Retype the records word for word, starting at the beginning and ending with the line that contains "[[93, 271], [370, 307], [58, 148], [24, 199]]", both ends included. Leave the pictures out.

Start of Extracted material

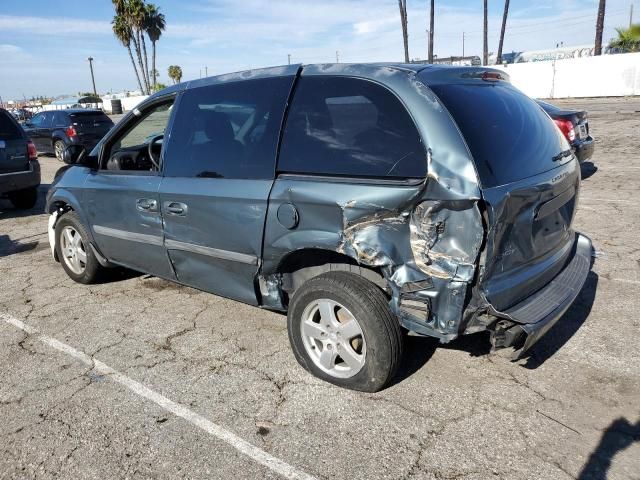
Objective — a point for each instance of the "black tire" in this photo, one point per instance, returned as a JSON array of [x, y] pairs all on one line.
[[93, 271], [370, 307], [58, 148], [24, 199]]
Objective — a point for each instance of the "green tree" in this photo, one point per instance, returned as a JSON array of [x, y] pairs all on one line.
[[133, 20], [628, 39], [122, 31], [154, 26], [175, 73]]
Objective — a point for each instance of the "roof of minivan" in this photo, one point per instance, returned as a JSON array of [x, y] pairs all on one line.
[[426, 72]]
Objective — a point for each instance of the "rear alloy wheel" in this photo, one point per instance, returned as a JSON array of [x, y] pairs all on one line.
[[341, 330], [24, 199], [58, 148], [74, 251]]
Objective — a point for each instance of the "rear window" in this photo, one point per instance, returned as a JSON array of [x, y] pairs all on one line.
[[8, 128], [350, 127], [508, 134]]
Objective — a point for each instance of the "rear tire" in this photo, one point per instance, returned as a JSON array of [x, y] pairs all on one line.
[[322, 332], [24, 199], [74, 251]]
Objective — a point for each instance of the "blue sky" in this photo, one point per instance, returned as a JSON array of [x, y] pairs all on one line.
[[44, 44]]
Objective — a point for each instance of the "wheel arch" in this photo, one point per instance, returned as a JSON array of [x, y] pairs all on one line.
[[298, 266]]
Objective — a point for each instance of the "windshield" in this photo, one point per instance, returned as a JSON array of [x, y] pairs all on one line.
[[508, 134]]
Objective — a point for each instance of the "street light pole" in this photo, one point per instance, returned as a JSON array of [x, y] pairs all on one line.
[[93, 80]]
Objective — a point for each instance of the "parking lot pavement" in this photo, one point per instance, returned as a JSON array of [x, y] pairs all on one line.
[[140, 378]]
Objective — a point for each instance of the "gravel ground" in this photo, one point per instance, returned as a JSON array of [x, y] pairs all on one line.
[[571, 410]]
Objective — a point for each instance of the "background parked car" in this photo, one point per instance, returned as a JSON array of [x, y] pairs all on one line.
[[53, 131], [21, 114], [19, 167], [574, 125]]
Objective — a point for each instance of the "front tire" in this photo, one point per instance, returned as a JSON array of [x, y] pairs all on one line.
[[342, 331], [24, 199], [74, 251]]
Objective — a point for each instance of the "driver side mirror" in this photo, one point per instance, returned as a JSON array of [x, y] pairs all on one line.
[[73, 154]]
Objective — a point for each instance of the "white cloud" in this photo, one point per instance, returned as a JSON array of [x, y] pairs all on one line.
[[52, 26]]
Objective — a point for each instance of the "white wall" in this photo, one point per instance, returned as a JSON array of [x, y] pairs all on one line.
[[128, 103], [602, 76]]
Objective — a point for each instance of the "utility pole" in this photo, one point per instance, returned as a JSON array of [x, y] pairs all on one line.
[[431, 21], [462, 44], [485, 42], [93, 80], [599, 27]]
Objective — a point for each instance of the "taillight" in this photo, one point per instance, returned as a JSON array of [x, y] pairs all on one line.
[[566, 127], [31, 150], [70, 131]]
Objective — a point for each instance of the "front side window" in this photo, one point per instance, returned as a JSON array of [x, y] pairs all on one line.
[[228, 130], [139, 146], [350, 127]]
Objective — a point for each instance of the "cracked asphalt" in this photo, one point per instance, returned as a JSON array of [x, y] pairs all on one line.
[[570, 410]]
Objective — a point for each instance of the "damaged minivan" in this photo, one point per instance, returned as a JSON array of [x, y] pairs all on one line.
[[363, 200]]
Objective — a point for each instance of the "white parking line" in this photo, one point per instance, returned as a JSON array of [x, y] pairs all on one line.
[[244, 447]]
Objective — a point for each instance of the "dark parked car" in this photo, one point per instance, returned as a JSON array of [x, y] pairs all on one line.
[[54, 130], [360, 199], [574, 125], [19, 167]]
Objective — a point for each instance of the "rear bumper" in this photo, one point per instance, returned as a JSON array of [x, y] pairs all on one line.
[[11, 182], [534, 316], [584, 149]]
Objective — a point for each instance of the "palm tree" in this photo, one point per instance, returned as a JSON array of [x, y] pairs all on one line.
[[504, 26], [485, 47], [405, 35], [431, 15], [136, 13], [599, 27], [122, 31], [628, 39], [175, 73], [154, 26]]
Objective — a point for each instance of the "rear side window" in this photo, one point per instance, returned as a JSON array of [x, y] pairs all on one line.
[[510, 137], [9, 130], [228, 130], [90, 119], [350, 127]]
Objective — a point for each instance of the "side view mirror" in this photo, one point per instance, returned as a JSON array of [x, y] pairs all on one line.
[[73, 154]]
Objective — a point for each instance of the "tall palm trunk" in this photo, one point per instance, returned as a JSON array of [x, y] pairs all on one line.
[[504, 26], [153, 64], [145, 58], [405, 35], [599, 27], [136, 44], [133, 62], [431, 18], [485, 47]]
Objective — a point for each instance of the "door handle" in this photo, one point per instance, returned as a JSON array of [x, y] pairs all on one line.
[[146, 205], [175, 208]]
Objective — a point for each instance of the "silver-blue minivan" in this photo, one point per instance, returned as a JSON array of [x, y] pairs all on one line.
[[363, 200]]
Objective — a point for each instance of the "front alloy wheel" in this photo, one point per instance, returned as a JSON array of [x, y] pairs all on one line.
[[73, 250]]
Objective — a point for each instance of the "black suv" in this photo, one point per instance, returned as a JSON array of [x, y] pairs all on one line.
[[19, 167], [54, 130], [360, 199]]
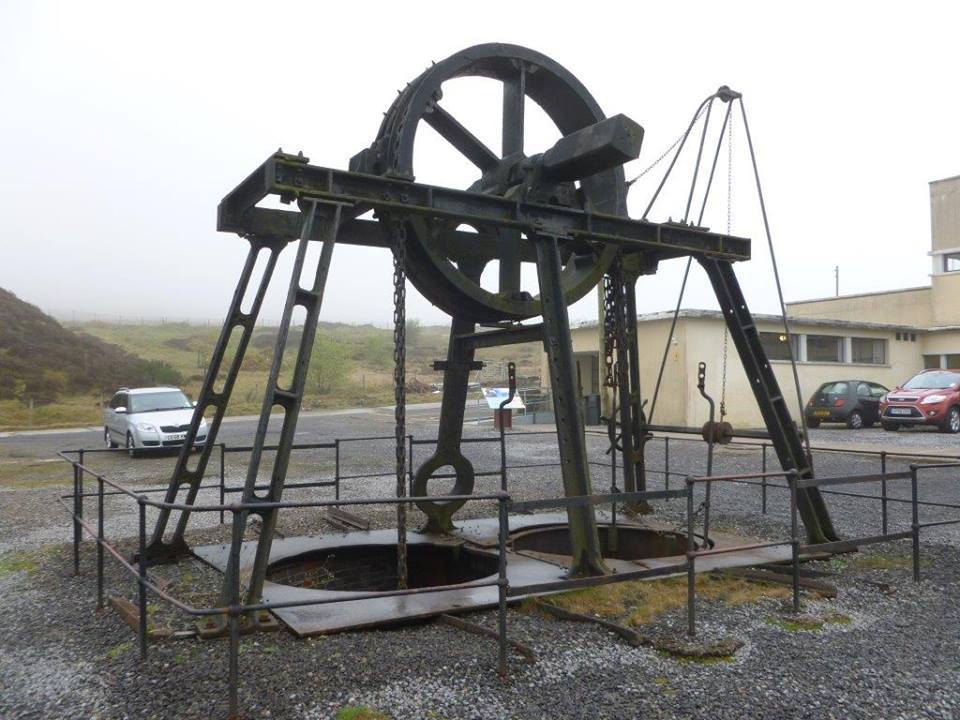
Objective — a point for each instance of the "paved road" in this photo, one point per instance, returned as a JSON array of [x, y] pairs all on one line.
[[311, 427]]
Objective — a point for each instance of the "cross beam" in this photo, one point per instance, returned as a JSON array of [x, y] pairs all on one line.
[[290, 177]]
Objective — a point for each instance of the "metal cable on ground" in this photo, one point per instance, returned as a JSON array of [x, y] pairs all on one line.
[[726, 330], [400, 394], [776, 276], [664, 154], [683, 141]]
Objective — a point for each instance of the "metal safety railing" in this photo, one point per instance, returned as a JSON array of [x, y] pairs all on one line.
[[234, 608]]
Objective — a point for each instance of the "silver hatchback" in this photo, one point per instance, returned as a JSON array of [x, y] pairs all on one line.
[[150, 418]]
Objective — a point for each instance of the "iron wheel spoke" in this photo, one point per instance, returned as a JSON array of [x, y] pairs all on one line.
[[462, 139], [514, 99]]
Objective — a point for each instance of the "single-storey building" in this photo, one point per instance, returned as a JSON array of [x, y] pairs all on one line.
[[883, 337]]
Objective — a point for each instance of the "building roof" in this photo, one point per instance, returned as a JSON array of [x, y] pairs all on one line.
[[952, 177], [695, 314], [855, 295]]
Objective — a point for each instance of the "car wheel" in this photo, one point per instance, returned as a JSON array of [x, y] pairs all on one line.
[[131, 448], [951, 423]]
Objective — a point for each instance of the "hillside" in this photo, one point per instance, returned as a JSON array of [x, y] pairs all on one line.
[[42, 361], [351, 366], [54, 375]]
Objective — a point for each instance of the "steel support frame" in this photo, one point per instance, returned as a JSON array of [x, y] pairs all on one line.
[[784, 435]]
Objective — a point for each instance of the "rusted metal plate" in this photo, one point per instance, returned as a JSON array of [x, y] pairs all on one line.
[[477, 535]]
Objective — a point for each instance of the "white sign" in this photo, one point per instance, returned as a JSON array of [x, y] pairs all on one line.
[[495, 396]]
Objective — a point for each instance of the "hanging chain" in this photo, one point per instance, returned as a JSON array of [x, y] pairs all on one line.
[[400, 392], [614, 356], [726, 333]]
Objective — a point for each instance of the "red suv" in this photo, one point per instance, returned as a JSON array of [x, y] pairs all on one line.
[[931, 397]]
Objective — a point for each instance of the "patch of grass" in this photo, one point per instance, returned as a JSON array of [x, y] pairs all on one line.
[[798, 623], [882, 561], [119, 649], [34, 474], [28, 561], [360, 712], [838, 619], [691, 660], [641, 602]]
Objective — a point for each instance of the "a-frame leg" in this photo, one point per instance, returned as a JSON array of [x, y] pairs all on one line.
[[587, 558], [776, 415], [190, 468], [288, 399]]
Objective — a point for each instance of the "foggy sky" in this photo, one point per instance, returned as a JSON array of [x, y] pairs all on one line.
[[122, 125]]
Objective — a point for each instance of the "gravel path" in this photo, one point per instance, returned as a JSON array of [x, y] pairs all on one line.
[[898, 657]]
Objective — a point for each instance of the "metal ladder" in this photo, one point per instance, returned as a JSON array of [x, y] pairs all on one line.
[[776, 415]]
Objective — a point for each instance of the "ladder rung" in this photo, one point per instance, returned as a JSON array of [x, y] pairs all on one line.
[[284, 396]]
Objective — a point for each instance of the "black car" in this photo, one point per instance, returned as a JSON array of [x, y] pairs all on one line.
[[854, 402]]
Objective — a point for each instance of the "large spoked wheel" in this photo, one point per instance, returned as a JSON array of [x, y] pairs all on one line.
[[436, 266]]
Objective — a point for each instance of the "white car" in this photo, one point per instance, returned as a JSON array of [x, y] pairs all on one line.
[[150, 418]]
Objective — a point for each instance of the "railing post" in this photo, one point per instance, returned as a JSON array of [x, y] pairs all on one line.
[[142, 579], [336, 468], [666, 462], [503, 456], [223, 492], [883, 489], [691, 569], [763, 480], [915, 524], [410, 461], [76, 518], [794, 539], [502, 585], [233, 621], [100, 541]]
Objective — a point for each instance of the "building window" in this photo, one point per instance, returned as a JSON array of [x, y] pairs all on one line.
[[868, 350], [824, 348], [775, 345]]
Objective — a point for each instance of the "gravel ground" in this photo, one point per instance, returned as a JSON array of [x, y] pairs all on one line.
[[898, 657]]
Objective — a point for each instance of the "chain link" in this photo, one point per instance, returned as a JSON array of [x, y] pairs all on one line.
[[614, 356], [400, 392]]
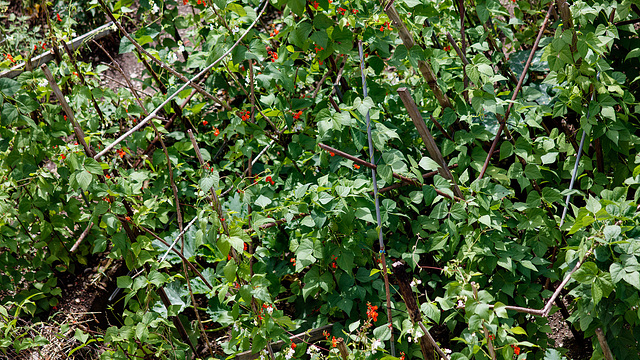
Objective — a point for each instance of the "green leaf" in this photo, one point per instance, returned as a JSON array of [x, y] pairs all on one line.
[[9, 86], [428, 164], [518, 331], [263, 201], [593, 205], [84, 179], [124, 282]]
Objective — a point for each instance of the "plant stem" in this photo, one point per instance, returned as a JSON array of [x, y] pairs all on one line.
[[515, 92], [377, 203]]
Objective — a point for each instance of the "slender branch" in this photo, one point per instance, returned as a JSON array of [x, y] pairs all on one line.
[[81, 238], [604, 345], [407, 180], [180, 255], [427, 138], [187, 83], [516, 91], [158, 61]]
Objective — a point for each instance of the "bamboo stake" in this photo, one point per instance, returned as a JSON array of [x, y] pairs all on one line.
[[377, 204], [515, 92], [427, 138], [158, 61], [404, 179], [187, 83], [423, 66], [604, 345], [399, 271]]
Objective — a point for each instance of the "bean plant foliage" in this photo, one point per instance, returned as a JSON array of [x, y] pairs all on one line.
[[277, 228]]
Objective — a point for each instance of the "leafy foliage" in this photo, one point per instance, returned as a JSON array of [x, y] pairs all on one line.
[[293, 245]]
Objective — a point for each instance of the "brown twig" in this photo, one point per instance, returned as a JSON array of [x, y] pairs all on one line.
[[158, 61], [604, 345], [515, 92], [402, 178], [427, 138], [65, 46]]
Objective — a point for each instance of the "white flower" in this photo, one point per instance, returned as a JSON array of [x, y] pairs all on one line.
[[289, 354], [375, 345]]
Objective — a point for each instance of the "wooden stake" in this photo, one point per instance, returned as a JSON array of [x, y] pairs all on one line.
[[427, 138]]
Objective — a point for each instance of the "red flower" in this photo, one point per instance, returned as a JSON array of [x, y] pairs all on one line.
[[372, 312]]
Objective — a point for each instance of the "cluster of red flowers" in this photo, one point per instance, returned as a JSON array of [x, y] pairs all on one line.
[[387, 24], [8, 56], [274, 55], [334, 341], [372, 312], [43, 44]]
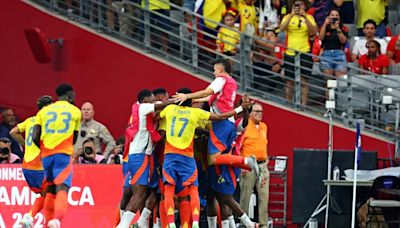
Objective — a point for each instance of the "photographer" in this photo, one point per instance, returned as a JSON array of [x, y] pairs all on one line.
[[6, 157], [116, 155], [333, 36], [299, 27], [88, 155]]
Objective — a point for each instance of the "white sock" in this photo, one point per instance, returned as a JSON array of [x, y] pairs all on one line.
[[246, 220], [143, 217], [121, 214], [232, 223], [126, 219], [212, 221], [225, 223]]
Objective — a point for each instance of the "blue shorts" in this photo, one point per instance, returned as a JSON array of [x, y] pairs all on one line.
[[222, 135], [223, 179], [58, 169], [179, 170], [34, 178], [331, 59], [139, 168]]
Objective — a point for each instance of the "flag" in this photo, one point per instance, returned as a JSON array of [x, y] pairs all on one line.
[[358, 143]]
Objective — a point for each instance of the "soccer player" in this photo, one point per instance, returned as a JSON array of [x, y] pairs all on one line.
[[140, 137], [32, 167], [55, 132], [179, 168], [221, 94]]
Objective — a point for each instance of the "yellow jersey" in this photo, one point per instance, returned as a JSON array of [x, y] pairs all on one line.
[[181, 125], [58, 122], [248, 15], [227, 39], [32, 159], [297, 34]]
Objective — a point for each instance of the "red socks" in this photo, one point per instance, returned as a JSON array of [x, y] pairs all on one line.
[[169, 202], [49, 206], [231, 160]]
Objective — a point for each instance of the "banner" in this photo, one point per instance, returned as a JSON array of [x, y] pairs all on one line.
[[93, 198]]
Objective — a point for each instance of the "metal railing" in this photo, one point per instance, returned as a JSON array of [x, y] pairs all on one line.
[[182, 39]]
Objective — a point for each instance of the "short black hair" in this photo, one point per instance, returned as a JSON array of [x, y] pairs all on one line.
[[225, 64], [88, 140], [188, 102], [159, 91], [63, 89], [369, 21], [144, 93], [44, 101]]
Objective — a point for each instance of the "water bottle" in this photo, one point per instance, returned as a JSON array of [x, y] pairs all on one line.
[[336, 173]]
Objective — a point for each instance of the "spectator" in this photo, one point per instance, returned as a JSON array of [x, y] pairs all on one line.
[[161, 94], [271, 14], [255, 143], [6, 155], [8, 122], [228, 37], [267, 61], [372, 10], [88, 154], [334, 37], [116, 156], [322, 9], [360, 47], [248, 16], [374, 61], [90, 128], [299, 27], [393, 50]]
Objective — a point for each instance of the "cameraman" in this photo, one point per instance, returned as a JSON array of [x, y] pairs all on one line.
[[6, 157], [88, 154]]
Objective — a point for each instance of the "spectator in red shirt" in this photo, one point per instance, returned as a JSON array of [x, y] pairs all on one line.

End of Extracted material

The response =>
Objective — a point for each instance of the "black tire" in this photo, one point per instance, returned as a JSON array of [x, y] pairs all on one line.
[[93, 271], [370, 307], [58, 148], [24, 199]]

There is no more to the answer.